WORK TO COMPLETE:
Each of the entries should be retyped precisely as it appears.

Stored data entries:
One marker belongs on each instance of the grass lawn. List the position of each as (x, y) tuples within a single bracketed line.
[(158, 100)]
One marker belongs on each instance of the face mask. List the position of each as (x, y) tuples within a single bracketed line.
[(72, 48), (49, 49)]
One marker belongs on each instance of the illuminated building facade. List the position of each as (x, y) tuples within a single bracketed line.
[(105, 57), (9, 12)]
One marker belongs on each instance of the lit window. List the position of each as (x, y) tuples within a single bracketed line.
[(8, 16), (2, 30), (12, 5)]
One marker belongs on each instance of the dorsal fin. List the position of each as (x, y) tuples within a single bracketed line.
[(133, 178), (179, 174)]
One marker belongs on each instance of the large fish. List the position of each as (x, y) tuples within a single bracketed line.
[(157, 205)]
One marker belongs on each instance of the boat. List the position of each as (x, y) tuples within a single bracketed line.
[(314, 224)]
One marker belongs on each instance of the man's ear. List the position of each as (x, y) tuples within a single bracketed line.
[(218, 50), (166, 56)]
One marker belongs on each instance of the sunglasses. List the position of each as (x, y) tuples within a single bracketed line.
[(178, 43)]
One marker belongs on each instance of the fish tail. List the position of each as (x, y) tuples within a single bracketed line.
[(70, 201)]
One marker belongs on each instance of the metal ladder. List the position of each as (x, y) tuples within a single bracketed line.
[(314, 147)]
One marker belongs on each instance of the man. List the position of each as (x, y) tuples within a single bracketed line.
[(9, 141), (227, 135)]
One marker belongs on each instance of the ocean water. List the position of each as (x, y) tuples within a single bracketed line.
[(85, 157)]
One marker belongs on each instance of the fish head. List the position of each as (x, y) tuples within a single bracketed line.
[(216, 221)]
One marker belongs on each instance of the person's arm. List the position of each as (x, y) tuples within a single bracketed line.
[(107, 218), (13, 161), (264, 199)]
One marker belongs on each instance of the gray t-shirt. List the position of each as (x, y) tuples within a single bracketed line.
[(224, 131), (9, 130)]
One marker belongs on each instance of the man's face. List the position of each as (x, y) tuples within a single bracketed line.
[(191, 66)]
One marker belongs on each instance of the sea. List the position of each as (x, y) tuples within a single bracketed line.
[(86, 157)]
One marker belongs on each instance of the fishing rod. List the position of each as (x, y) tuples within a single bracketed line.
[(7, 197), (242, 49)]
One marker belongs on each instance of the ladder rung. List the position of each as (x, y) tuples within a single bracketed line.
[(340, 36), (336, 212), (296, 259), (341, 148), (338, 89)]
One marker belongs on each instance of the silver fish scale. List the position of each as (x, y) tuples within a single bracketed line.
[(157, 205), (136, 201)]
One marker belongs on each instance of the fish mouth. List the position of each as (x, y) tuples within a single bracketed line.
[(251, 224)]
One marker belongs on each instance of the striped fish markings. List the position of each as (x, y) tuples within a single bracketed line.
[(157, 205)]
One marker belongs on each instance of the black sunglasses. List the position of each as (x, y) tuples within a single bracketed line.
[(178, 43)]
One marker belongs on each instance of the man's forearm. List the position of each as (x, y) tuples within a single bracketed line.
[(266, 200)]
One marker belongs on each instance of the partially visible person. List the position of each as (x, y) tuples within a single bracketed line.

WRITTEN REPLY:
One marker belongs on each instance of the grass lawn. List the position of each as (x, y) tuples within a single bracketed line.
[(158, 100)]
One marker belongs on each instance of the face mask. List the position of each as (x, y) tuples within a single bracketed line.
[(72, 48), (49, 49)]
One marker belongs on each instance of the illuminated building facade. List the position of each as (x, y) tuples within a single bracketed line.
[(105, 57), (9, 12)]
One marker belongs on each instance of the lit window. List the position of each as (x, y) tuples within a single bracketed line.
[(8, 16), (2, 30), (12, 5)]
One marker belongs on each instance of the dorsal fin. List the position of each as (x, y) tuples within a single bracketed line.
[(133, 178), (179, 174)]
One marker belongs on each instance of the large fish. List the position of each as (x, y) tuples within a single bracketed line.
[(157, 205)]
One marker belongs on each instance of the boat. List the position of each as (x, y) tuples within a single bracketed line.
[(314, 224)]
One marker belongs on each instance of the man's ear. List the position of each as (x, y) tuples within a single bracketed line.
[(218, 50), (166, 56)]
One marker belongs on each instance of the sunglasses. List the position of each as (x, y) tuples within a single bracketed line.
[(178, 43)]
One marker belongs on each instance of the fish tail. List the position of each as (x, y) tuples within a single bracketed line.
[(70, 201)]
One marker belongs on each instance of the metal ladder. List the position of each as (x, y) tuples within a single bracketed line.
[(314, 147)]
One marker belongs on each instance of the man. List the position of each as (x, y) tuples within a single bracketed line.
[(9, 141), (227, 135)]
One marker belongs on each instance of the ocean water. List the position of each as (x, y) tuples within a single bracketed line.
[(85, 157)]
One marker belongs on each instance of the fish head. List the position of each as (x, y) tuples within a single bracketed line.
[(216, 221)]
One marker belongs on each instance of the person's arm. List the position of each as (x, y) tuples within a single bracketed line.
[(107, 218), (13, 161), (264, 199)]
One marker belongs on each instance of the gray t-shirt. List the position of each as (x, y) tuples within a single bracketed line.
[(224, 131), (9, 130)]
One marker belongs on each instance of the man's face. List the position of each as (x, y) tuples within a single bracketed line.
[(191, 66)]
One marker belongs on each instance of the sea. List the position of each as (x, y) tuples within a single bracketed line.
[(86, 157)]
One marker belongs on each instance of the fishing rod. List the position of each as (x, y) tuples within a single bracketed line.
[(7, 197), (242, 49)]
One marker belongs on each instance of the ladder rung. List the position of each as (x, y) tuples within a single bracketed line.
[(340, 36), (336, 212), (296, 259), (341, 148), (338, 89)]
One marker belongs on each instance of the silver fish scale. List the position of each as (x, y) tuples within a single bracketed line.
[(157, 205), (136, 201)]
One marker belongs on each instance of the fish mouth. List the position of each as (x, y) tuples within a single bracketed line.
[(251, 224)]
One marker belongs on each instance of the striped fish markings. List the position of each as (x, y) tuples within a single bracketed line.
[(157, 205)]
One marker belongs on each instance of the black sunglasses. List the position of each as (x, y) tuples within a single bracketed line.
[(178, 43)]
One marker belongs on each instance of the man's forearm. List the position of each as (x, y) tuples within a single bracketed line.
[(266, 200)]
One marker belongs on each instance of the partially visible person. List the position of each as (x, y) tuples within a single bracketed line.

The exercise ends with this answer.